▶ **Objective**
Please give back only the listing from the line containing "Find the man" through the line containing "[(411, 281), (67, 297), (521, 263), (214, 272)]", inclusive, substituting "mark every instance" for each "place a point on each instance" and leaving everything else unchanged.

▶ **Data in this exercise**
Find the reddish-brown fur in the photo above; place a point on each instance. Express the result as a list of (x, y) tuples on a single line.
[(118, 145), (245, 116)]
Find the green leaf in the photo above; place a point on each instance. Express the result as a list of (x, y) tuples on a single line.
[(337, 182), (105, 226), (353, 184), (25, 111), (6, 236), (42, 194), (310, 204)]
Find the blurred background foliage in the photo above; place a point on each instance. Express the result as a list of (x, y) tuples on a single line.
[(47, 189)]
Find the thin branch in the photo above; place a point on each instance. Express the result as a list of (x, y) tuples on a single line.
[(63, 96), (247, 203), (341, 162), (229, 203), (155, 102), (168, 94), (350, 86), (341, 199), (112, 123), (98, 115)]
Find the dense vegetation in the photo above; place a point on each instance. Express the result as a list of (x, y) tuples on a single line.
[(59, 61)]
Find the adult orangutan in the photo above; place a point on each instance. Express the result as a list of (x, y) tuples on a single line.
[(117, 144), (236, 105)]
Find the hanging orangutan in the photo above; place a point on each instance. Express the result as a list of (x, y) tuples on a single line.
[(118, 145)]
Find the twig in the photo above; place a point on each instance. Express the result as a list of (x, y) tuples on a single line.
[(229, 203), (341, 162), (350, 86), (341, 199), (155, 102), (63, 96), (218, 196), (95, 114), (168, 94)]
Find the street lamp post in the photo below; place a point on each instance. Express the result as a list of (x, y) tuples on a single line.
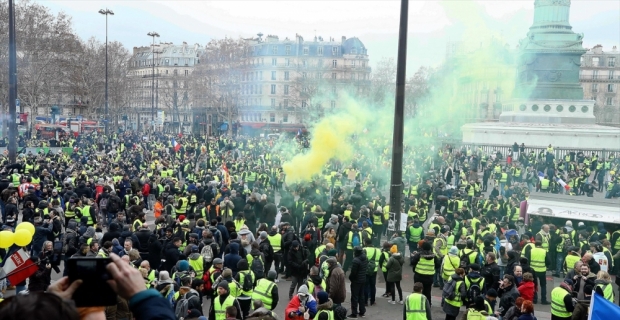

---

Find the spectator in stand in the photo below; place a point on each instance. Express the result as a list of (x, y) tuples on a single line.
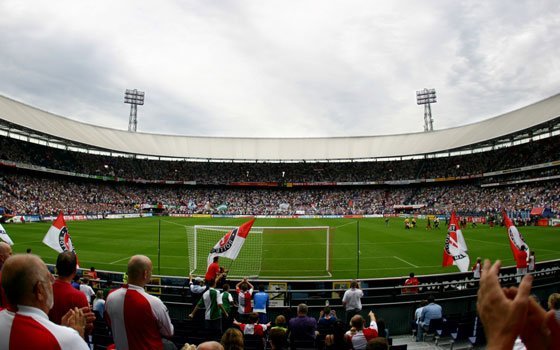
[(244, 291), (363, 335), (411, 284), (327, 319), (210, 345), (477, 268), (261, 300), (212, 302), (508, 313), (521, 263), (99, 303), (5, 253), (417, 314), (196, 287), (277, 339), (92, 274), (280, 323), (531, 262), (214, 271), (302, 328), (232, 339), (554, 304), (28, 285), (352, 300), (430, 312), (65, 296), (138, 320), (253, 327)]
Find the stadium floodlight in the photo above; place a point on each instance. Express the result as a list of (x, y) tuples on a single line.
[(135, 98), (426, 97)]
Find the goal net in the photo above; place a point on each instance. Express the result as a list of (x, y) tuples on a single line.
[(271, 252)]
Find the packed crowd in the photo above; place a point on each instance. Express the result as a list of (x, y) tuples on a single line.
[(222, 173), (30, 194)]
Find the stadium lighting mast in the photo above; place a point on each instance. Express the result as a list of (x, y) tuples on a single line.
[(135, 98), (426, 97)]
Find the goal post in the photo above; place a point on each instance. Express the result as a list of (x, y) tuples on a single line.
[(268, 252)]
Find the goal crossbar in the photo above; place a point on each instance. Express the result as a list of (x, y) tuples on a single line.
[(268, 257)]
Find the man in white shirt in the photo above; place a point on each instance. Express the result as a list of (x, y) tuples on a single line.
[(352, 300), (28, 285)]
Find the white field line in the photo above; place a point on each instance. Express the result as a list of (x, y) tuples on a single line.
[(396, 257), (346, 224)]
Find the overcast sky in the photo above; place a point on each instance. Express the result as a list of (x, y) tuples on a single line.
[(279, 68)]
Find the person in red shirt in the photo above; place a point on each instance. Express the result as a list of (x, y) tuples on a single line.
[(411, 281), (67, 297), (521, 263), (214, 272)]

▶ **Finished exercise**
Find the man in white shirt in the photo above; mark every instance. Express the result as a list of (x, y) tuples on a single line.
[(352, 300), (28, 285)]
Find the white field line in the photo above; mark every instance. Express the result as a list of (x, y) tuples on a single line.
[(396, 257), (346, 224)]
Find the overcast sky in the photo above; mark every instance. Express the result as a list of (x, y) tuples on a single line.
[(279, 68)]
Find the person in red shirt in the photo above; mark every instance. Express the result as a list of (x, y) tuples on a single line.
[(411, 281), (67, 297), (521, 263), (214, 272)]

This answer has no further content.